__Instructions for the task__. Restate all of the data exactly.

__Dataset records__.
************

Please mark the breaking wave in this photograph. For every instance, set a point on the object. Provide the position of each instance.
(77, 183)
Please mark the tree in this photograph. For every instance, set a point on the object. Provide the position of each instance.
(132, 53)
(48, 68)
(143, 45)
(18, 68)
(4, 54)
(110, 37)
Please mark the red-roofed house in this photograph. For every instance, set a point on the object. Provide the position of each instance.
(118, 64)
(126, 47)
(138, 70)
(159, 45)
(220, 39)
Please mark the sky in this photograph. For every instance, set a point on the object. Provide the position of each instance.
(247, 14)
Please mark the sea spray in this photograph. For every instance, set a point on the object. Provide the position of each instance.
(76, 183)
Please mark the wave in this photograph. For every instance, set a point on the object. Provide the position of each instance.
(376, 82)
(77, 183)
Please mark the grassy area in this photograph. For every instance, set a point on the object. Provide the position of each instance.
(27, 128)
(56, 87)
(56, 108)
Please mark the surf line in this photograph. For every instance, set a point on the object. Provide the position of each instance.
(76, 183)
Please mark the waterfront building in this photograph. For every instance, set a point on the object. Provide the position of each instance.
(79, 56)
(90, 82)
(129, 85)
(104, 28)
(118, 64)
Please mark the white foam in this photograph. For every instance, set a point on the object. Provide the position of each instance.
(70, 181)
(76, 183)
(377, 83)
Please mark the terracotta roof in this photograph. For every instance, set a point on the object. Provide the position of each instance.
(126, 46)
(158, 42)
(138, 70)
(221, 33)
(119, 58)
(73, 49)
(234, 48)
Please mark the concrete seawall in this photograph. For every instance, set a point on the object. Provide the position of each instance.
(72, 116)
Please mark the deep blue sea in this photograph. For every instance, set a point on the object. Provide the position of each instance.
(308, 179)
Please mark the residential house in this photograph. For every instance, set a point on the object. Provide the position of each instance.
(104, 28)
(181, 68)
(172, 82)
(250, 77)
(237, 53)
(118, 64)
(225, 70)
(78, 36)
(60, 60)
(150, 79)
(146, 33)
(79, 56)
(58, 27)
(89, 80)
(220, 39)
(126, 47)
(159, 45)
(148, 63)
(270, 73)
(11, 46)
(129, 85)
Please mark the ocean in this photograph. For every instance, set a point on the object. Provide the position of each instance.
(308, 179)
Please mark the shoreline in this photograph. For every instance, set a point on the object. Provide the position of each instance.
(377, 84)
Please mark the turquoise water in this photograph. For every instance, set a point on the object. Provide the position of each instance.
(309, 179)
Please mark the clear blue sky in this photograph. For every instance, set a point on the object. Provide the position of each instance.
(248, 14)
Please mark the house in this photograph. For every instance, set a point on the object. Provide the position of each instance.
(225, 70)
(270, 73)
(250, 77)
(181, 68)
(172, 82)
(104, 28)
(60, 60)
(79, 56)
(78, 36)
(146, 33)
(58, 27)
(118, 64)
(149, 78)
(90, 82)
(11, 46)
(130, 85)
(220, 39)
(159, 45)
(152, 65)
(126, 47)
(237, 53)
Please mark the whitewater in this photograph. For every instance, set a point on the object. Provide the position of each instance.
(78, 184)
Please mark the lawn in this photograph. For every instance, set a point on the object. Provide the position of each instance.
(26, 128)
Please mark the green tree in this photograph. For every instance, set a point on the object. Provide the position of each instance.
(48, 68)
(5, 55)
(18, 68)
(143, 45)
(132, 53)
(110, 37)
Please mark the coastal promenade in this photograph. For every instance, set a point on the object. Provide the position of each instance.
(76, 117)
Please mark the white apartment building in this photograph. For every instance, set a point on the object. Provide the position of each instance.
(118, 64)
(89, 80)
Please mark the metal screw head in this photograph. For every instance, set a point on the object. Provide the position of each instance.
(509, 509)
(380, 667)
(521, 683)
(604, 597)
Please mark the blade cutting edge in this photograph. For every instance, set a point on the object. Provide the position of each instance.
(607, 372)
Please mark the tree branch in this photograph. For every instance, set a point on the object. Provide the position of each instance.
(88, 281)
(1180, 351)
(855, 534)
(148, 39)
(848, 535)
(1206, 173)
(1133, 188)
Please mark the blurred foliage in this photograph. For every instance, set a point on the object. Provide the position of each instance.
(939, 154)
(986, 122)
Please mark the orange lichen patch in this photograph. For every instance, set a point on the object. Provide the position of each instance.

************

__Exercise solution__.
Please mark the breaking wave in this photograph. For every instance, set a point on the object. Provide the position of each instance.
(77, 183)
Please mark the tree in this photograph. For every instance, set a point on the object. Provide the position of each instance.
(132, 53)
(48, 68)
(143, 45)
(18, 68)
(4, 54)
(110, 37)
Please mark the red-roofed house in this photograph. For every instance, set a point on the object. Provide the position of each instance.
(118, 64)
(126, 47)
(138, 70)
(159, 45)
(220, 39)
Please mark the sky in this photograph. For every instance, set a point on the object. Provide the position of each instance.
(247, 14)
Please mark the sea spray in this photograph. For every instance, set a point on the object. Provide the position of each instance.
(76, 183)
Please mark the wave in this photograph. For every instance, set a point on the object. Provide the position of each instance.
(376, 82)
(77, 183)
Please mark the grassy area in this photograph. For every instance, set a point on the object. Provide the position of each instance.
(27, 128)
(56, 87)
(56, 108)
Please mark the surf line in this photograph. For every instance, set a point on the object. Provide the position of each instance.
(76, 183)
Please mark the waterfront building in this photograph. For every instance, set a point on the object. Provide the position of each instance.
(79, 56)
(90, 82)
(129, 85)
(104, 28)
(118, 64)
Please mark the white foam in this photograph. For every instance, set a point on the object. Provide the position of each instance.
(70, 181)
(76, 183)
(377, 83)
Please mark the terracotta roof in this photograph. For every instance, set a point on the object. Provide the position of each instance.
(126, 46)
(158, 42)
(138, 70)
(221, 33)
(119, 58)
(73, 49)
(234, 48)
Please mark the concrete seawall in this photograph. For every instance, set a point on the object. Provide the position of each instance.
(72, 116)
Please mark the deep blue sea in this photograph. For every instance, set a point on the object. Provide the position of each instance.
(308, 179)
Please mark the residential house in this photograph. For every instance, set a point on the object. Provide the position of each instance.
(104, 28)
(181, 68)
(172, 82)
(250, 77)
(237, 53)
(118, 64)
(225, 70)
(78, 36)
(60, 60)
(150, 79)
(146, 33)
(79, 56)
(58, 27)
(89, 80)
(220, 39)
(126, 47)
(159, 45)
(148, 63)
(270, 73)
(11, 46)
(129, 85)
Please mark the ocean in this photograph. For every instance, set a point on the object. Provide the position of each instance.
(308, 179)
Please mark the shoreline in this photograph. For every instance, set a point on the object. Provide the position of each instance.
(377, 84)
Please mark the turquoise water in this photograph. For every instance, set a point on the object. Provide the position of each instance.
(309, 179)
Please mark the clear blue sky in this photograph. For every instance, set a point on the object. Provide the position of each instance.
(248, 14)
Please mark the house in this photograph. For every instance, set a point on the object. Provide the position of each instance.
(225, 70)
(270, 73)
(250, 77)
(181, 68)
(172, 82)
(104, 28)
(60, 60)
(79, 56)
(78, 36)
(146, 33)
(58, 27)
(118, 64)
(149, 78)
(90, 82)
(11, 46)
(130, 85)
(220, 39)
(159, 45)
(152, 65)
(126, 47)
(237, 53)
Please mark the whitewater in this photograph. For every instance, set a point on the object. Provide the position of each instance.
(78, 184)
Please mark the lawn in this photograph. For every instance, set a point on the object. Provide the position of each instance.
(26, 128)
Please mark the green tree in this photograph. For every instance, set a point on the object. Provide the position of each instance.
(48, 68)
(5, 55)
(18, 68)
(143, 45)
(132, 53)
(110, 37)
Please mark the coastal promenade in this photograph. For every instance, set a point on the object. Provide the position of each instance.
(76, 117)
Please mark the white apartment building in this photograph. For every instance, set a point on the object. Provide the position of each instance.
(118, 64)
(89, 80)
Please mark the metal screw head in this photograph. For every instance, set a point on the object. Provide the position of each instance.
(509, 509)
(380, 667)
(521, 683)
(604, 597)
Please mark the blade cutting edge in this photograph. For every instance, set a point on the object. Provide the position of each instance.
(607, 372)
Please mark the tree branch in this photograph. For every instance, set a point on the object. Provide the position of each instance.
(88, 281)
(1180, 351)
(855, 534)
(148, 39)
(848, 535)
(1206, 173)
(1133, 188)
Please mark the blurred foliage in this photograph. For every instance, set a point on the object. Provide the position of each instance.
(939, 154)
(986, 122)
Please mark the orange lichen patch in this photograph. For every instance, set a point on the object. Provide the position of each instance.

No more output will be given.